# Excerto do texto:
○ ○ ○ ○

Para ver o que determina as vertentes da história das ideias que são seleccionadas como “história da filosofia”, precisamos consequentemente de deitar um olhar retrospectivo através das lentes dos vários ramos da filosofia contemporânea anteriormente elencados, e isto exige um entendimento preliminar do que eles são.

A epistemologia ou “teoria do conhecimento” é a investigação da natureza do conhecimento e de como este é adquirido. Investiga as distinções entre conhecimento, crença e opinião, procura especificar as condições em que é justificado afirmar que se sabe algo, e examina e oferece respostas aos desafios cépticos ao conhecimento.

A metafísica é a investigação da natureza da realidade e da existência. O que existe, e qual é a sua natureza? O que é a existência? Quais são os tipos mais fundamentais de seres? Há tipos diferentes de existência ou de coisa existente? Existem entidades abstractas fora do espaço e do tempo, como os números e os universais, além das coisas concretas no espaço e no tempo, como as árvores e as pedras? Existem entidades sobrenaturais como as divindades além do domínio natural? A realidade é uma coisa ou várias? Se os seres humanos são na sua totalidade parte da ordem causal natural do universo, poderá haver algo como o livre-arbítrio?

A metafísica e a epistemologia são centrais para a filosofia como um todo; são, digamos, a física e a química da filosofia; compreender os problemas e questões destas duas áreas de investigação é básico para a discussão de todas as outras áreas da filosofia.

A lógica — a ciência do raciocínio válido e sólido — é o instrumento geral da filosofia, como a matemática é o instrumento da ciência. No Apêndice apresento um esboço das ideias básicas da lógica e explico os seus termos principais.

A ética, como disciplina do currículo de filosofia, é a investigação dos conceitos e teorias do bem, do correcto e do incorrecto, da escolha e acção morais. A expressão “como disciplina do currículo de filosofia” é usada aqui porque a palavra “ética” tem múltiplas aplicações. Mesmo quando é usada como rótulo de uma área da filosofia serve para denotar duas questões separáveis: o exame dos conceitos e do raciocínio éticos — isto descreve-se mais precisamente como “metaética” — e o exame das morais “normativas” que procuram dizer-nos como viver e como agir. Distingue-se a moral normativa da investigação metaética mais teórica descrevendo-a como uma empresa de “primeira ordem”, e a metaética como uma empresa de “segunda ordem”. Por natureza, a filosofia é uma investigação de segunda ordem, de modo que “ética”, no contexto do estudo filosófico, quer normalmente dizer metaética.

○ ○ ○ ○

# Linhas guardadas:

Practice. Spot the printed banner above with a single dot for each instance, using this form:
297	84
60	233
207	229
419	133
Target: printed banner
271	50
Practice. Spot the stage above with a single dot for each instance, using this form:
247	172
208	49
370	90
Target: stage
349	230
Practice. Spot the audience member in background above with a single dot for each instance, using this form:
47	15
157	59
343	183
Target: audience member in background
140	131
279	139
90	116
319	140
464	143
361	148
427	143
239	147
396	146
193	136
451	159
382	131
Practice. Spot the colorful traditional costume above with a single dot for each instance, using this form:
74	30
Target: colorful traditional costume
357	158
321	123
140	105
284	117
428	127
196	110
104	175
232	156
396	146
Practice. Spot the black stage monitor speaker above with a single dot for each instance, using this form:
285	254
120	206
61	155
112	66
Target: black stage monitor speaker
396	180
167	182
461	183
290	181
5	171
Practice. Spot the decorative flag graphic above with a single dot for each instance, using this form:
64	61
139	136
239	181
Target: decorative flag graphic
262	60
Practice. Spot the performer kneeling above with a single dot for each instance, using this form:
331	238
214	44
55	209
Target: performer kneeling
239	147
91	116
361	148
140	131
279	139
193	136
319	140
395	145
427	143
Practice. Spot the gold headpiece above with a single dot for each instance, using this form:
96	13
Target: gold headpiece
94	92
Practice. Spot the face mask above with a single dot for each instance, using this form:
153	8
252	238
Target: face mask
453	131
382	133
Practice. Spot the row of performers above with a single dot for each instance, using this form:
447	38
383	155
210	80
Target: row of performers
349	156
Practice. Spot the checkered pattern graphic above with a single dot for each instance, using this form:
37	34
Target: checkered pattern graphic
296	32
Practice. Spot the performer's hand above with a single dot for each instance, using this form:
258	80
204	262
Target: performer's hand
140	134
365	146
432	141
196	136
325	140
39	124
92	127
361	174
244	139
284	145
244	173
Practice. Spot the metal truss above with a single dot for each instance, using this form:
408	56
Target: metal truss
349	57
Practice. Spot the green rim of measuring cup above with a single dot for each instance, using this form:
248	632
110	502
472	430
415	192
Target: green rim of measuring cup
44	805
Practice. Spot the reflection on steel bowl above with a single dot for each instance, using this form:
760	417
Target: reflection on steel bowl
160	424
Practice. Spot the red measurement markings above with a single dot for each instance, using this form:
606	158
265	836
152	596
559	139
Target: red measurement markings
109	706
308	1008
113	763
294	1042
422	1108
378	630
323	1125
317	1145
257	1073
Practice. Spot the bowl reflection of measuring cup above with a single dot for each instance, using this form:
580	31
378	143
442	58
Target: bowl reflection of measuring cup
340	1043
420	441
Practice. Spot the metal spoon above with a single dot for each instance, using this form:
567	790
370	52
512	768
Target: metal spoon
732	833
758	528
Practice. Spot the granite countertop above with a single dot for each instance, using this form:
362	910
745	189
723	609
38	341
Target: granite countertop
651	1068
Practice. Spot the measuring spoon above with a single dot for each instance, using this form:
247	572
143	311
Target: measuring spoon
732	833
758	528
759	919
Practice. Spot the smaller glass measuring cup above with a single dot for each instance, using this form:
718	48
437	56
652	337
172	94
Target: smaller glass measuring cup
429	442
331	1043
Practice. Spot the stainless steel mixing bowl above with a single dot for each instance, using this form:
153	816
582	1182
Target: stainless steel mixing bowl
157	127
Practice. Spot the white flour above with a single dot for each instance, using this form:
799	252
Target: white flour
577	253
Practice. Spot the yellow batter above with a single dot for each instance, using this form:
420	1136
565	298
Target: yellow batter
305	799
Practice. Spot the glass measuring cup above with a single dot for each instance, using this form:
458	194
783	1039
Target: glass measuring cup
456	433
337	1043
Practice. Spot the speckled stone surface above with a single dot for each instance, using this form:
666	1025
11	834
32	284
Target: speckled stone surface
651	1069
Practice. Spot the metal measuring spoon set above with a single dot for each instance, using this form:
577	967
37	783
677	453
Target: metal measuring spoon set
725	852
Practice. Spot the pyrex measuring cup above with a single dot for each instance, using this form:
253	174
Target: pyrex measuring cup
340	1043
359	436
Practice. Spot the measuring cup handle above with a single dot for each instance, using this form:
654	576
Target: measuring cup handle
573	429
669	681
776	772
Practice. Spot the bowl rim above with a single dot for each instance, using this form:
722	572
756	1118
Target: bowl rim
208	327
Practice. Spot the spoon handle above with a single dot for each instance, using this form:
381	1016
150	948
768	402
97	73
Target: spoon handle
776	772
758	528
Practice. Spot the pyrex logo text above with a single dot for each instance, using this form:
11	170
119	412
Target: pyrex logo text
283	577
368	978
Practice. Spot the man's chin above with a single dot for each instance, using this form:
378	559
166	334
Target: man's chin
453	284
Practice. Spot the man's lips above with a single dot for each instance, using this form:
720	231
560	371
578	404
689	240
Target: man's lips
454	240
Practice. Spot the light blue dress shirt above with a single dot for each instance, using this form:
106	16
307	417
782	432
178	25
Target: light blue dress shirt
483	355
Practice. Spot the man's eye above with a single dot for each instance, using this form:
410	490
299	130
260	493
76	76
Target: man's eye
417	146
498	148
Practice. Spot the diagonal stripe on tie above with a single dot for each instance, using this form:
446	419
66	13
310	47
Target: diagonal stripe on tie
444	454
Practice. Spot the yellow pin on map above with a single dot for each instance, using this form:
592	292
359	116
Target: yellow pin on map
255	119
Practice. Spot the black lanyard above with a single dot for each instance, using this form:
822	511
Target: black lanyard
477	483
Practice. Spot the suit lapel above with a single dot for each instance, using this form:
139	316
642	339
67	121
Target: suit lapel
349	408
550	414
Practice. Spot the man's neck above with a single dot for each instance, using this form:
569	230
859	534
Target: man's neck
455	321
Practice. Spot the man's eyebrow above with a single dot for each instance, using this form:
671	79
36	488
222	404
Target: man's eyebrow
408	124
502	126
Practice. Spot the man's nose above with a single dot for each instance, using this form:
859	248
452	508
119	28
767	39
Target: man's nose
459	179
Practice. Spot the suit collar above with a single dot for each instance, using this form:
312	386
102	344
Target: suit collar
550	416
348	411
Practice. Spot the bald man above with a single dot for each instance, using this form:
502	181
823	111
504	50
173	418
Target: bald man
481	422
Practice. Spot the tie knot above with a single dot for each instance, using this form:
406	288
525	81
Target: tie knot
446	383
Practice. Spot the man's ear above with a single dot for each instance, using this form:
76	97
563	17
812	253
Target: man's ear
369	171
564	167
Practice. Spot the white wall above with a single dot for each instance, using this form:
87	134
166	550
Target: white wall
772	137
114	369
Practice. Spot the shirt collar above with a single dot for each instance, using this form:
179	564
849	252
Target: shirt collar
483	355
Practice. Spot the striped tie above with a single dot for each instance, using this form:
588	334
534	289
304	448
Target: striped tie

○ ○ ○ ○

# Tarefa:
Por favor, reescreve a parte do excerto sobre os ramos da filosofia que começa em "A lógica — a" e termina depois de "seus termos principais.", trocando "esboço" por "resumo". As linhas não têm qualquer papel nesta tarefa.

# Resolução da tarefa:
A lógica — a ciência do raciocínio válido e sólido — é o instrumento geral da filosofia, como a matemática é o instrumento da ciência. No Apêndice apresento um resumo das ideias básicas da lógica e explico os seus termos principais.